### Your assignment
Copy out the data that follows exactly, leaving out no line.

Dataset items
=== Begin Enclosure ===
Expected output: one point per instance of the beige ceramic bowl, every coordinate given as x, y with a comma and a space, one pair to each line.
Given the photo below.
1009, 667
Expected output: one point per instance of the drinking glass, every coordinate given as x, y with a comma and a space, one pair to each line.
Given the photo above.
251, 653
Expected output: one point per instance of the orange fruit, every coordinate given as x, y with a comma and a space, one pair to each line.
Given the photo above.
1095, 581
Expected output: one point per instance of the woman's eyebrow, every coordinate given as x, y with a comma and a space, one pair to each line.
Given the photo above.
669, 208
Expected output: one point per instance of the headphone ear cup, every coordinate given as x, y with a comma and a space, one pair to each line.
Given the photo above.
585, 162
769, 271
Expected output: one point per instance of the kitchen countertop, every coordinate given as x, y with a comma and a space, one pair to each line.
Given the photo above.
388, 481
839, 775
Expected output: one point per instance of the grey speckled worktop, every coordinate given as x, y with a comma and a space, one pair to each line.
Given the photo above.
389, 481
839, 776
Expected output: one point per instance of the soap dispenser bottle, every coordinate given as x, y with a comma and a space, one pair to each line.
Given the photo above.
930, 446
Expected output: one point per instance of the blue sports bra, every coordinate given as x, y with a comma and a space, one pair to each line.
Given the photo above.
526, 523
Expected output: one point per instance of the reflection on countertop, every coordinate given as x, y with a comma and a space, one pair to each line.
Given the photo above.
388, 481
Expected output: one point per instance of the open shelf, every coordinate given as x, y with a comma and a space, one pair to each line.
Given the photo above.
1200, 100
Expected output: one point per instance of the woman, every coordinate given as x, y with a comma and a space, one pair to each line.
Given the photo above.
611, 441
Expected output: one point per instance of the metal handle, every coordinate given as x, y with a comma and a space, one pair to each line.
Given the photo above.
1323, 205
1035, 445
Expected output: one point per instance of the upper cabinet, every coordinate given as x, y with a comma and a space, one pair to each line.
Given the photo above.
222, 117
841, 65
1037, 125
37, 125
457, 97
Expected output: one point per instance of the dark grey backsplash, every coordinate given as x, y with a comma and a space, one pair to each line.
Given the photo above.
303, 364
=== End Enclosure ===
### Completed task
Expected output: one point per instance of the beige ceramic bowl, every coordinate given as x, y with a comma and a space, one pair to each line.
Given the photo below.
1009, 667
Expected output: one point per instance of the drinking glass, every coordinate given as x, y with a comma and a space, one pair to each line.
Given the photo above.
251, 653
Expected output: one point per instance of the orange fruit, every coordinate given as x, y with a comma and a space, one pair to each line.
Given the photo above.
1095, 581
Expected output: one point per instance of the woman's eyebrow, every coordinate given as x, y with a comma and a space, one pair to each line.
Given the photo above.
669, 208
Expected output: one point per instance of the headphone ear cup, every coordinate given as x, y with a comma and a space, one pair to each line.
Given the photo above.
585, 162
769, 271
Expected output: one point per instance of the kitchen countertop, every coordinate given as x, y with a comma and a space, one pair to each line.
Given the photo above.
388, 481
839, 775
Expected output: one point per instance of the grey speckled worktop, every coordinate given as x, y with a comma and a space, one pair to each line.
Given the photo above.
389, 481
839, 776
Expected output: one point per instance of the soap dispenser bottle, every coordinate given as x, y with a comma and a space, one pair to each line.
Given the photo above.
930, 446
Expected output: one point per instance of the blue sports bra, every coordinate given as x, y with a comma and a space, one pair to each line.
Given the photo above.
526, 523
Expected output: one point per instance of the reflection on countertop, every coordinate given as x, y with a comma and a space, one pair to each line.
Given the photo above.
388, 481
Expected output: one point per instance of the open shelf, every coordinate given as x, y with a comma and a space, one pair to each line.
Given the photo above.
1200, 100
Expected output: one point per instance of the woman, every coordinate given as x, y with a comma and a space, one pair to each line.
Given the photo above.
611, 441
Expected output: one point per instance of the metal handle, every coordinate given as x, y with a comma and a space, one pair to each line.
Given the photo above.
1323, 205
1035, 445
Expected output: one point per instance of the upper cabinet, every coordinate given as x, y with a comma and a space, one pair to each line.
Given the photo above.
222, 117
841, 65
1037, 125
37, 125
457, 97
Expected output: one point per instance of the dark grey backsplash, every coordinate given as x, y with a comma and a space, one pair to each line.
Given the photo above.
303, 364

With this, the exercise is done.